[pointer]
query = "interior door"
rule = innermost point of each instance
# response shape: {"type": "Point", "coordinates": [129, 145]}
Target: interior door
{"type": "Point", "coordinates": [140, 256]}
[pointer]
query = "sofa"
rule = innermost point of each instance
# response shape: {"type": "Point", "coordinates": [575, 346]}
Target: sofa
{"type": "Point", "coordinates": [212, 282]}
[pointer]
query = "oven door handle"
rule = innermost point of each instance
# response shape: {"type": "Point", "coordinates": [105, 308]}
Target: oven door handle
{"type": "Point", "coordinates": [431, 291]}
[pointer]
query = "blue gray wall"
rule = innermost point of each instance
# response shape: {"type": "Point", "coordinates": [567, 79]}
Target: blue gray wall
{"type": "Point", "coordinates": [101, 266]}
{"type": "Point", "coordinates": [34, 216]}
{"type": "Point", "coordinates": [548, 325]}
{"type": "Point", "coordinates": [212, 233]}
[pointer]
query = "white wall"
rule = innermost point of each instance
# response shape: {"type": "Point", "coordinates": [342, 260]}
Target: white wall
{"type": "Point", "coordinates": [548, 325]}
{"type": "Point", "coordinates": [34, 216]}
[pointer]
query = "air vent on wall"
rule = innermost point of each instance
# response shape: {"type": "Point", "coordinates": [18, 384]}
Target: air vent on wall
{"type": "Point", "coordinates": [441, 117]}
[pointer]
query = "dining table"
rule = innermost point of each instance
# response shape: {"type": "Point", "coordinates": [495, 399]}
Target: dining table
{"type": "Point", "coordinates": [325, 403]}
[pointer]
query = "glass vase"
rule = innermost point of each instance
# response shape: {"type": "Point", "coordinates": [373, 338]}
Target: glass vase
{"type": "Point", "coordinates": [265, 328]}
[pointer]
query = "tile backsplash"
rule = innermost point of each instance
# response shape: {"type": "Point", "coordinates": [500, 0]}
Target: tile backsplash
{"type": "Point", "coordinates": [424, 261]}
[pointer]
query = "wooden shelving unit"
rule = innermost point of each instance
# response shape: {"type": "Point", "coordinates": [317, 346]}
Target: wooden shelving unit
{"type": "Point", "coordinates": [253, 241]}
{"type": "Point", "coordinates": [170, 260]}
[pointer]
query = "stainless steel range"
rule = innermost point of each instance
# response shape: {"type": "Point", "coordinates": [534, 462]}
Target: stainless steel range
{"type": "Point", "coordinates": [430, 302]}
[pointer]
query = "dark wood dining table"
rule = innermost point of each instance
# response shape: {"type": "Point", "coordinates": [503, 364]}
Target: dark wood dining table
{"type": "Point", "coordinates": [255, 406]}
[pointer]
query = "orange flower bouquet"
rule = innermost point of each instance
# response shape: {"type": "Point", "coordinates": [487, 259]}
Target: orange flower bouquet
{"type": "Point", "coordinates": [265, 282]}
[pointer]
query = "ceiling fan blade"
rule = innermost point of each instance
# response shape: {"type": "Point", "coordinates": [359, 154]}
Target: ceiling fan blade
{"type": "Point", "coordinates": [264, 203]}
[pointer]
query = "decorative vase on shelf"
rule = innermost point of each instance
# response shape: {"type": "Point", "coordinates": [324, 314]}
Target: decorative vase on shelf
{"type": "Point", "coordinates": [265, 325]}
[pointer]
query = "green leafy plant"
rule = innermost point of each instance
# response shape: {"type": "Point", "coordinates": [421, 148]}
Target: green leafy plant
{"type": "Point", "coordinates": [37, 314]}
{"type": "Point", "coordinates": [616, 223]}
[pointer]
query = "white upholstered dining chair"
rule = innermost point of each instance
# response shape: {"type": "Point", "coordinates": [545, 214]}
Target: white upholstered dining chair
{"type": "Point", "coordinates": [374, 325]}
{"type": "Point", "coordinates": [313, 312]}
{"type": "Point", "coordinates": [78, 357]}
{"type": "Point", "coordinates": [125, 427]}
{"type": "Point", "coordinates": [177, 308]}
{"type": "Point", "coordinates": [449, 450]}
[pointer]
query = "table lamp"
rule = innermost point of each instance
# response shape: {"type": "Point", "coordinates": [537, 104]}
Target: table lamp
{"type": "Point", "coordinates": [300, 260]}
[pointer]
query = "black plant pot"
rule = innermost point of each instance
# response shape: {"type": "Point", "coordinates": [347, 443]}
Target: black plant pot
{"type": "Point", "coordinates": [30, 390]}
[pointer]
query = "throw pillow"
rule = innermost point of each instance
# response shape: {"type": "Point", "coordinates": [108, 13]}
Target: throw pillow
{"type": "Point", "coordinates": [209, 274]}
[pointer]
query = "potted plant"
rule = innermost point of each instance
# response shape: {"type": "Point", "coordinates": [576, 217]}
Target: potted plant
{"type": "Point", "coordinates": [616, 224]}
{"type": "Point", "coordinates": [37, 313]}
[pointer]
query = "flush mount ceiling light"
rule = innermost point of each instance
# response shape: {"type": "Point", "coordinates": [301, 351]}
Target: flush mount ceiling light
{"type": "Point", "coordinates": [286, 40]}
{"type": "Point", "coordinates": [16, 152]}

## [Task prompt]
Restate the entries above. Match them exactly.

## [Task solution]
[pointer]
query = "interior door"
rule = innermost point of each instance
# response shape: {"type": "Point", "coordinates": [129, 145]}
Target: interior door
{"type": "Point", "coordinates": [140, 256]}
[pointer]
query = "sofa"
rule = innermost point of each instance
# response shape: {"type": "Point", "coordinates": [575, 346]}
Target: sofa
{"type": "Point", "coordinates": [212, 282]}
[pointer]
query = "oven door handle"
rule = innermost point of each instance
# response shape: {"type": "Point", "coordinates": [105, 308]}
Target: oven door handle
{"type": "Point", "coordinates": [431, 291]}
[pointer]
query = "blue gray wall"
rule = innermost point of each instance
# response shape: {"type": "Point", "coordinates": [567, 79]}
Target: blue gray wall
{"type": "Point", "coordinates": [101, 266]}
{"type": "Point", "coordinates": [34, 216]}
{"type": "Point", "coordinates": [548, 325]}
{"type": "Point", "coordinates": [212, 233]}
[pointer]
query = "white wall"
rule = innermost point of each instance
# response shape: {"type": "Point", "coordinates": [342, 260]}
Target: white wall
{"type": "Point", "coordinates": [548, 325]}
{"type": "Point", "coordinates": [34, 216]}
[pointer]
query = "air vent on wall"
rule = innermost point of each instance
# response shape: {"type": "Point", "coordinates": [18, 384]}
Target: air vent on wall
{"type": "Point", "coordinates": [441, 117]}
[pointer]
query = "dining table"
rule = innermost point of each instance
# response shape: {"type": "Point", "coordinates": [495, 399]}
Target: dining table
{"type": "Point", "coordinates": [325, 403]}
[pointer]
query = "glass vase"
rule = innermost point of each instance
# response shape: {"type": "Point", "coordinates": [373, 338]}
Target: glass vase
{"type": "Point", "coordinates": [265, 328]}
[pointer]
query = "tile backsplash"
rule = innermost point of each instance
# response shape: {"type": "Point", "coordinates": [500, 0]}
Target: tile backsplash
{"type": "Point", "coordinates": [424, 261]}
[pointer]
query = "wooden shelving unit"
rule = innermost point of each instance
# response shape: {"type": "Point", "coordinates": [317, 346]}
Target: wooden shelving unit
{"type": "Point", "coordinates": [253, 241]}
{"type": "Point", "coordinates": [170, 260]}
[pointer]
query = "stainless steel range"
rule = innermost point of each instance
# response shape: {"type": "Point", "coordinates": [534, 462]}
Target: stainless steel range
{"type": "Point", "coordinates": [430, 302]}
[pointer]
query = "dark wood dining table"
rule = innermost point of each instance
# response shape: {"type": "Point", "coordinates": [503, 364]}
Target: dark wood dining table
{"type": "Point", "coordinates": [255, 406]}
[pointer]
query = "orange flower bouquet"
rule = innermost point of each instance
# response shape: {"type": "Point", "coordinates": [487, 259]}
Target: orange flower bouquet
{"type": "Point", "coordinates": [265, 282]}
[pointer]
query = "ceiling fan blade"
rule = innermost point of each instance
# response shape: {"type": "Point", "coordinates": [359, 154]}
Target: ceiling fan blade
{"type": "Point", "coordinates": [264, 203]}
[pointer]
query = "decorative vase on shelf"
rule = innermost point of each instance
# response shape: {"type": "Point", "coordinates": [324, 314]}
Target: decorative vase on shelf
{"type": "Point", "coordinates": [265, 325]}
[pointer]
query = "green leafy plant"
rule = innermost point of each instance
# response shape: {"type": "Point", "coordinates": [421, 148]}
Target: green leafy plant
{"type": "Point", "coordinates": [37, 314]}
{"type": "Point", "coordinates": [616, 223]}
[pointer]
query = "white upholstered dining chair"
rule = innermost point of each instance
# response shape: {"type": "Point", "coordinates": [545, 214]}
Target: white upholstered dining chair
{"type": "Point", "coordinates": [374, 325]}
{"type": "Point", "coordinates": [313, 312]}
{"type": "Point", "coordinates": [78, 357]}
{"type": "Point", "coordinates": [125, 427]}
{"type": "Point", "coordinates": [177, 308]}
{"type": "Point", "coordinates": [449, 450]}
[pointer]
query = "table lamp"
rule = innermost point of each instance
# response shape: {"type": "Point", "coordinates": [537, 104]}
Target: table lamp
{"type": "Point", "coordinates": [300, 260]}
[pointer]
query = "black plant pot"
rule = innermost point of each instance
# response shape: {"type": "Point", "coordinates": [347, 443]}
Target: black plant pot
{"type": "Point", "coordinates": [30, 390]}
[pointer]
query = "throw pillow"
rule = innermost point of each instance
# response shape: {"type": "Point", "coordinates": [108, 13]}
Target: throw pillow
{"type": "Point", "coordinates": [209, 274]}
[pointer]
query = "potted plant"
rule = innermost point of each instance
# response shape: {"type": "Point", "coordinates": [576, 217]}
Target: potted plant
{"type": "Point", "coordinates": [616, 224]}
{"type": "Point", "coordinates": [37, 313]}
[pointer]
query = "flush mount ceiling light"
rule = innermost point of each instance
# response shape: {"type": "Point", "coordinates": [301, 351]}
Target: flush mount ceiling light
{"type": "Point", "coordinates": [286, 40]}
{"type": "Point", "coordinates": [16, 152]}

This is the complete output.